» 文書の抜粋:
_ _ _

香川県内に伝わる奴行列を取り上げる企画展「〈奴(やっこ)行列〉大国香川」が、高松市亀水町の瀬戸内海歴史民俗資料館瀬戸内ギャラリーで開かれている。写真や映像の記録を通じ、地域ごとに異なる多彩な奴行列のあり方を伝えている。2月24日まで。


県内に伝わる奴を紹介する企画展=高松市亀水町、瀬戸内海歴史民俗資料館

県内に伝わる奴を紹介する企画展=高松市亀水町、瀬戸内海歴史民俗資料館


 同館によると、奴行列は江戸時代の大名行列の芸能が地域の祭りに取り入れられたとされ、全国で報告がある約600件のうち約100件が香川に伝わり、全国有数の密度を誇るという。会場では写真で60カ所、映像で48カ所の奴を紹介しているほか、行列に使う道具や衣装も展示している。
 このうち、東かがわ市引田の誉田八幡宮に伝わる「投げ奴」は、持ち手が跳びながら巨大な鳥毛を投げて受ける豪快な芸が見どころ。一方、旧丸亀市や善通寺市では人々が輪になって甚句をうたうなど、行列とは異なる形式が伝わっている。ほかにも、草履や傘を使って舞を披露するものや、子どもたちが奴の芸を担う「小奴(こやっこ)」も見られる。
 実物史料は、坂出市王越町の喜佐波神社の大鳥毛や挟み箱などを陳列。高松松平家から下賜されたと伝わり、地元で大切に受け継がれてきたことを物語っている。
 近年は新型コロナウイルス禍で中断した地域が多く、再開の動きはあるものの、少子高齢化によって次世代への伝承が課題となっている。同展担当の田井静明専門職員は「香川の祭りでは獅子舞や太鼓台が知られているが、奴行列も大きな特徴。バリエーションの豊かさを知ることで、後世に伝える大切さを再認識してほしい」と話している。
 入場無料。2月15日午前10時から同館研修室で、講座「香川の奴風流」(要申し込み、無料)がある。問い合わせは瀬戸内海歴史民俗資料館、電話087-881-4707。

_ _ _

» 課題:
(A) 記事によると、全国で報告がある約600件の奴行列のうち、香川に伝わるのは約何件ですか。
(B) 記事の「同館によると、奴行列は江戸時」から「れてきたことを物語っている。」までを、一字一句変えずに書き写しなさい。
次の行は、上の記事とは関係がありません。

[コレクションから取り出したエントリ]
_ _ _

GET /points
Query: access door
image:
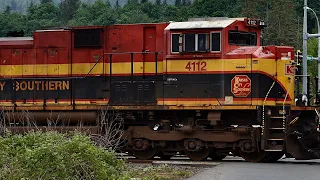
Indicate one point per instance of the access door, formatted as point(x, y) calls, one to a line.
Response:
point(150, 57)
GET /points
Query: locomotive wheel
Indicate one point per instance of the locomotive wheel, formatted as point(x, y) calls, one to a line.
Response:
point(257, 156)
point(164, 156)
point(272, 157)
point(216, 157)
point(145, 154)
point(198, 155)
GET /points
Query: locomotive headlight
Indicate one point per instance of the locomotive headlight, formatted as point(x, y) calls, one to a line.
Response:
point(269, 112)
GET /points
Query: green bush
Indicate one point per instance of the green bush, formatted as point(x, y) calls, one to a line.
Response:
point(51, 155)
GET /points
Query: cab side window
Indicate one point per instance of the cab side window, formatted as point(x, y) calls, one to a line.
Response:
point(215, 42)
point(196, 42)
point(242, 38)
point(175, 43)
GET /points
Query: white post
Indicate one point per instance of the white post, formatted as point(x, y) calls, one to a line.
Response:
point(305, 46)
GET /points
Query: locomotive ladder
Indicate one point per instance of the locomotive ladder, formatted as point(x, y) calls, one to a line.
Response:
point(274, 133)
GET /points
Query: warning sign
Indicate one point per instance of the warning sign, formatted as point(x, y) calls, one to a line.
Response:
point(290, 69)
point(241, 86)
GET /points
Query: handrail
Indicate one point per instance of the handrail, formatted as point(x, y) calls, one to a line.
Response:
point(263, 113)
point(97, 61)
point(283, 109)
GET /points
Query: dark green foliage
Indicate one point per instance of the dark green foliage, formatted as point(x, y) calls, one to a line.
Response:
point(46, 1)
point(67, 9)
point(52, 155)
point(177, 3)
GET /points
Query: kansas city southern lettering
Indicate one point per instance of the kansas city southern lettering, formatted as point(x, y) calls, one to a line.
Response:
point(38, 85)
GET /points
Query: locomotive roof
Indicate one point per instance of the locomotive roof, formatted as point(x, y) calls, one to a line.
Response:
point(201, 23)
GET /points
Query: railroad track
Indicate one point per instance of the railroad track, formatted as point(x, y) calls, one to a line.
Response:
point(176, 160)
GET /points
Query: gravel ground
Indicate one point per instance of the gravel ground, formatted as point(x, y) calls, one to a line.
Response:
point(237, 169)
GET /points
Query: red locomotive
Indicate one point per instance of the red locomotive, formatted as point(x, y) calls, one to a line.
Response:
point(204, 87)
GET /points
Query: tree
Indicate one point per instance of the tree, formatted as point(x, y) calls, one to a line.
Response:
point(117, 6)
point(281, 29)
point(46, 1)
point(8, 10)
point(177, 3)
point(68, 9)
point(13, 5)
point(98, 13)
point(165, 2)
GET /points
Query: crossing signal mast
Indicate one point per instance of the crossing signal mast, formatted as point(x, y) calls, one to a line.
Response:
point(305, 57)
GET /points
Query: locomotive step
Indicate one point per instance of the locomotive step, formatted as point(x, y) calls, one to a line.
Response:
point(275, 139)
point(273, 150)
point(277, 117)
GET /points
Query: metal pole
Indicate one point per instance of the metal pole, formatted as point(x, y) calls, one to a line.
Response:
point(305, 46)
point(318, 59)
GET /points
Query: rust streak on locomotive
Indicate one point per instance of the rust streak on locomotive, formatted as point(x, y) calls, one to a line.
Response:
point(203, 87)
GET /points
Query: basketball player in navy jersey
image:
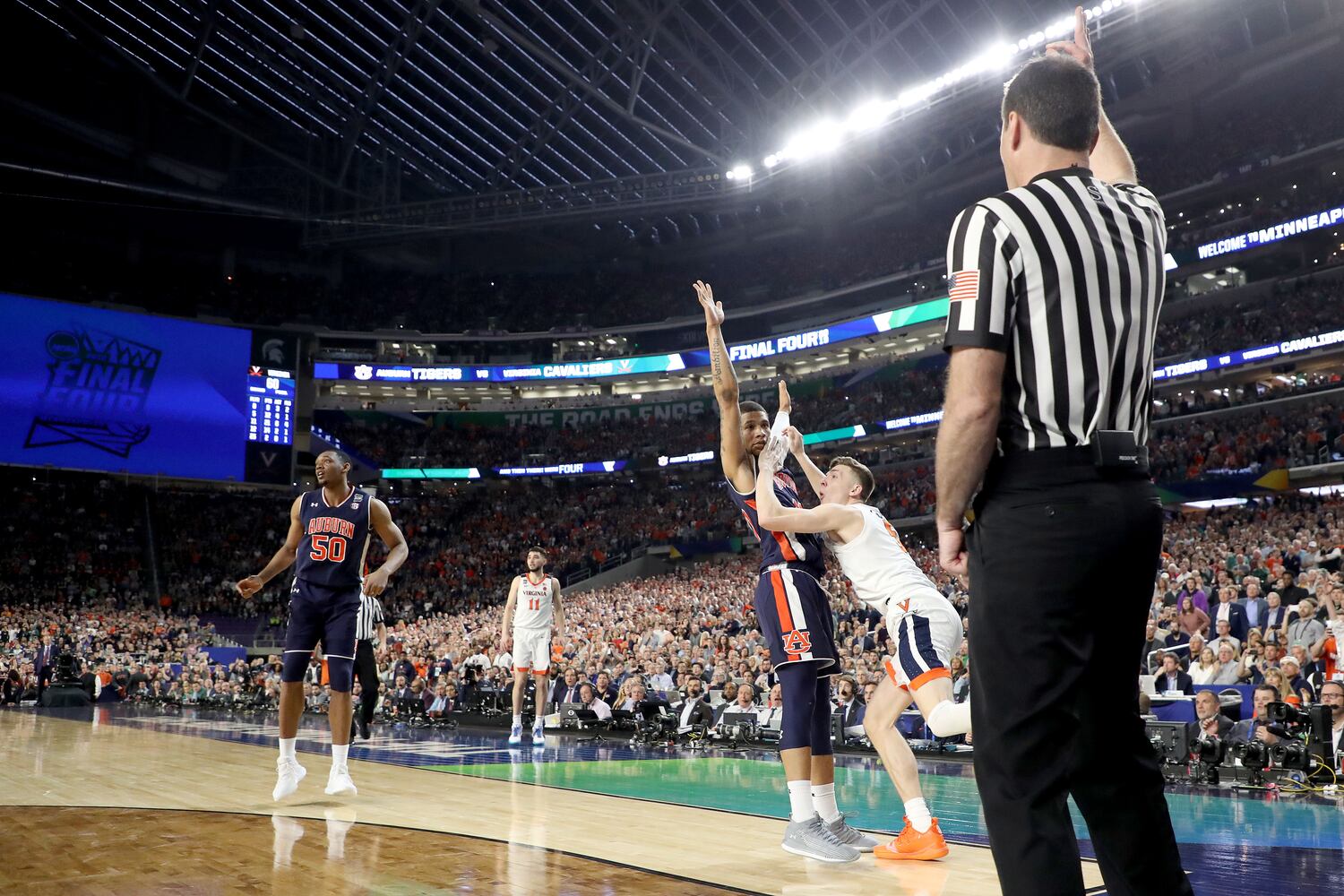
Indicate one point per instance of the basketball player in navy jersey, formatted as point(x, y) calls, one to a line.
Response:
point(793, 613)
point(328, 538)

_ _ _

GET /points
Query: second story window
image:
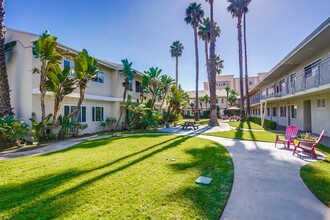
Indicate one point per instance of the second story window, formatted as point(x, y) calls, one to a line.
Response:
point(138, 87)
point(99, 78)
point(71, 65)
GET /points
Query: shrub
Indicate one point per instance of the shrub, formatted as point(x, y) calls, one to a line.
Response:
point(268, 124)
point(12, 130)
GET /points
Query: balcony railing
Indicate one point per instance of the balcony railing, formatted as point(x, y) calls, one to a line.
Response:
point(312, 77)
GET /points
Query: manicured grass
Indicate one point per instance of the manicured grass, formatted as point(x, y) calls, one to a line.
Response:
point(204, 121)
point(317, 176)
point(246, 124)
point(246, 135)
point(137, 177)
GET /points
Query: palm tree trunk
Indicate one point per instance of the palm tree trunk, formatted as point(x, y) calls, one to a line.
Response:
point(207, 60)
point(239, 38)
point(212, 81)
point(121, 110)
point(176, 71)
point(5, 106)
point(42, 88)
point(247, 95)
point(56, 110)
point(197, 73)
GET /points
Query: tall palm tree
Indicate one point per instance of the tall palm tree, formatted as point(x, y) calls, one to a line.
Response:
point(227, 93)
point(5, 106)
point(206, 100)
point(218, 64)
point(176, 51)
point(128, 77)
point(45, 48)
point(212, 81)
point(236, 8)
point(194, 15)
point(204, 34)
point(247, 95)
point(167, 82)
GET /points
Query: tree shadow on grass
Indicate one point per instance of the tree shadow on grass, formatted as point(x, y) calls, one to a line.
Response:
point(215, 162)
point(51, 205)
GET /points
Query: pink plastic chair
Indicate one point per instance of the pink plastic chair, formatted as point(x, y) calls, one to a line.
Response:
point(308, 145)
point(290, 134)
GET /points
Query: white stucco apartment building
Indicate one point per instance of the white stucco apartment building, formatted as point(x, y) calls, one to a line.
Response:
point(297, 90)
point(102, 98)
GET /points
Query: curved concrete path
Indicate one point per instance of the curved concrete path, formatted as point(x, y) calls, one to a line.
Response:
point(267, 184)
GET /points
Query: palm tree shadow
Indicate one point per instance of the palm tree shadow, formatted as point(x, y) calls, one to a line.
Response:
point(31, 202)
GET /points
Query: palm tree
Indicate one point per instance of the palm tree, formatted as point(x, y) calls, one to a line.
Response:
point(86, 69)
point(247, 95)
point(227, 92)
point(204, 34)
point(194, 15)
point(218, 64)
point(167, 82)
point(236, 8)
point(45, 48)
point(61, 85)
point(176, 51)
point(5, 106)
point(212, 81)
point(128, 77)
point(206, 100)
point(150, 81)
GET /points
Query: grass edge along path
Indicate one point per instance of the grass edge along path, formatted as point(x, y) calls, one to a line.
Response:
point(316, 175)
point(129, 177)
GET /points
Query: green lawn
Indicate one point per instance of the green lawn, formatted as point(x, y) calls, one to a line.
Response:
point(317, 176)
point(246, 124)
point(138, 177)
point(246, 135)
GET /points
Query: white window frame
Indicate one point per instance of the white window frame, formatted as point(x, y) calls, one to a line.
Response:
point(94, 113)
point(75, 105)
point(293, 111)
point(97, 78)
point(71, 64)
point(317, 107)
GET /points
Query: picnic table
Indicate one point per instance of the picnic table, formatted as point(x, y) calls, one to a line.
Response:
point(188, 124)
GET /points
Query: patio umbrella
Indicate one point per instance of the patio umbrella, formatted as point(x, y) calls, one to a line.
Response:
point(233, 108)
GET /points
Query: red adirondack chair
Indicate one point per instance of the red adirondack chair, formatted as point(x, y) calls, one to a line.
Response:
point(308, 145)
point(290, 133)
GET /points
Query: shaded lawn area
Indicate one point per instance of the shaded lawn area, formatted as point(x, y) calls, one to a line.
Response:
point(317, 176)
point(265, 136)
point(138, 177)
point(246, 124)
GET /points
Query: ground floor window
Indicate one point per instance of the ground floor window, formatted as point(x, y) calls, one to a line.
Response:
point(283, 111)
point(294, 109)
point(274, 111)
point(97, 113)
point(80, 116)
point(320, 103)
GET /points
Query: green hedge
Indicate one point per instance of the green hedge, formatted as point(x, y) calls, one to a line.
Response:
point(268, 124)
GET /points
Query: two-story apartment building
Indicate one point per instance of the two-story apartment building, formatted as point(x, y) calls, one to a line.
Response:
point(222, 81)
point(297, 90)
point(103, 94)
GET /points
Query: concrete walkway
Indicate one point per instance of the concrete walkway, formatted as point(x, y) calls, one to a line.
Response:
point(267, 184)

_ _ _

» 解答一覧:
(A) 約100件です。

(B)
同館によると、奴行列は江戸時代の大名行列の芸能が地域の祭りに取り入れられたとされ、全国で報告がある約600件のうち約100件が香川に伝わり、全国有数の密度を誇るという。会場では写真で60カ所、映像で48カ所の奴を紹介しているほか、行列に使う道具や衣装も展示している。
 このうち、東かがわ市引田の誉田八幡宮に伝わる「投げ奴」は、持ち手が跳びながら巨大な鳥毛を投げて受ける豪快な芸が見どころ。一方、旧丸亀市や善通寺市では人々が輪になって甚句をうたうなど、行列とは異なる形式が伝わっている。ほかにも、草履や傘を使って舞を披露するものや、子どもたちが奴の芸を担う「小奴(こやっこ)」も見られる。
 実物史料は、坂出市王越町の喜佐波神社の大鳥毛や挟み箱などを陳列。高松松平家から下賜されたと伝わり、地元で大切に受け継がれてきたことを物語っている。